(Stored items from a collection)
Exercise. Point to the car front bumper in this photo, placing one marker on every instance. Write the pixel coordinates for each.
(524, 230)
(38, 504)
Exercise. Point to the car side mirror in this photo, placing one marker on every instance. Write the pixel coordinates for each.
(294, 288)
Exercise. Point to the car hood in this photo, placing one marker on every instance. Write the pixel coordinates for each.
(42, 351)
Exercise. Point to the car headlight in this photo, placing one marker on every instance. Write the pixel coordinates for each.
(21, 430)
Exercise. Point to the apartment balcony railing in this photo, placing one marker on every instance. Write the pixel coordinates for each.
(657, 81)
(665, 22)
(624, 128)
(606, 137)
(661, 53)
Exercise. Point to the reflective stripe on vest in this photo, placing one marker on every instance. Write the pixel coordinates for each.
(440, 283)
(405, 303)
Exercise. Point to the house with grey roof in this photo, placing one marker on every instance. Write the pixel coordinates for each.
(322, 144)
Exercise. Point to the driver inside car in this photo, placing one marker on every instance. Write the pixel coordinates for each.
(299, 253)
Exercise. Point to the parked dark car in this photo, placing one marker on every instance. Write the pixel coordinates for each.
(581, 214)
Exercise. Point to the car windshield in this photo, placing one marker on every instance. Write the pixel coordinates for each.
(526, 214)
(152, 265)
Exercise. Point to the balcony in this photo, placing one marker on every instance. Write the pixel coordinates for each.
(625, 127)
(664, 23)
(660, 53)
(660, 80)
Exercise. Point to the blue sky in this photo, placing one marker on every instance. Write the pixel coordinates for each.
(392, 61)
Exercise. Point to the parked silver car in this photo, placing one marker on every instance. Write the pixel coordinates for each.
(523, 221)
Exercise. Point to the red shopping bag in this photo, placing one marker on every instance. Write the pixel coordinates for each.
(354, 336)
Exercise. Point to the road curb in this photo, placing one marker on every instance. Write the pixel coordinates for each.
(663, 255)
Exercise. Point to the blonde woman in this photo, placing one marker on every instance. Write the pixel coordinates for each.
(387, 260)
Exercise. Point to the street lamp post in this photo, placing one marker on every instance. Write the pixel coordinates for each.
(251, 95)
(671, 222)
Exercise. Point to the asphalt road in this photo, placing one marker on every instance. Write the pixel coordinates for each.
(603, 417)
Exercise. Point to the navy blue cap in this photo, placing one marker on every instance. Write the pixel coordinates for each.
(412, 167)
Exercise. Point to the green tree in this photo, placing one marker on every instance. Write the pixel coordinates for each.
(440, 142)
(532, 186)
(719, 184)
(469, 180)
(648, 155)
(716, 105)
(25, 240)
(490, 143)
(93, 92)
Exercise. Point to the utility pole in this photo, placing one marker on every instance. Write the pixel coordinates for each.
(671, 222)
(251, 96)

**Aim of the exercise**
Print out the data exactly once more.

**Result for this exercise**
Exercise. Point to the car front bumper in this photo, placing one marker on every instance. Write the pixel coordinates for each.
(524, 230)
(38, 504)
Exercise. Point to the car side mirror in this photo, placing one marker on every instance. Write the pixel coordinates for each.
(294, 288)
Exercise. Point to the car hood in this photo, placing one marker on every instance. Write the pixel coordinates for each.
(42, 351)
Exercise. Point to the car headlight in this photo, placing one marker on every instance. Write the pixel coordinates for each.
(21, 430)
Exercise. Point to the apartment balcony railing in this photo, placing one marker on every instance. Write the pixel coordinates for each.
(657, 81)
(665, 22)
(624, 128)
(606, 137)
(661, 53)
Exercise. Point to the reflective stripe on vest in this photo, placing one marker on every instance. Write the pixel coordinates for each.
(440, 283)
(405, 303)
Exercise. Point to the house with grey roof in this photo, placing one marker on every instance. Write the pixel coordinates for each.
(322, 144)
Exercise. Point to the driver inside car in this photo, placing one marker on every instance. Write the pixel coordinates for each.
(299, 253)
Exercise. Point to the parked dark car in this photo, placing one marker on every instance. Write the pixel coordinates for each.
(581, 214)
Exercise. Point to the car windshield in this photo, placing one marker on every instance. Write the pixel coordinates for each.
(526, 214)
(152, 265)
Exercise. Point to the balcony in this photo, placing one marker on every instance. Write the pixel coordinates for each.
(625, 127)
(664, 23)
(660, 53)
(660, 80)
Exercise. Point to the blue sky in this photo, placing one marker on every instance. Write the pixel coordinates for each.
(392, 61)
Exercise. Point to the parked silver car in this photo, placing one marker on every instance. Write the pixel coordinates for each.
(523, 221)
Exercise. Point to the red shopping bag in this photo, placing one marker on every instance. Write the pixel coordinates for each.
(354, 336)
Exercise. Point to the road curb in this photo, placing one marker on every instance. Write the pixel coordinates for each.
(663, 255)
Exercise. Point to the blonde woman in this photo, placing one marker on every instance. Write the pixel coordinates for each.
(387, 260)
Exercise. Point to the street lamp post in this photo, placing one marker on every instance. Write the pixel coordinates for each.
(251, 95)
(671, 222)
Exercise. Point to the asphalt road in this photo, placing one marker on every instance. Write the pixel coordinates for each.
(603, 417)
Exercise. Point to the navy blue cap in this photo, placing one marker on every instance. Write the pixel coordinates for each.
(412, 167)
Exercise. Point to the green tree in this photo, placing one marker on every instance. Write the pixel coordinates for each.
(440, 142)
(532, 186)
(719, 184)
(469, 180)
(648, 155)
(716, 105)
(25, 240)
(490, 143)
(93, 92)
Exercise. Point to the utility pole in this photo, placing one marker on every instance. Write the pixel coordinates for each.
(671, 222)
(251, 96)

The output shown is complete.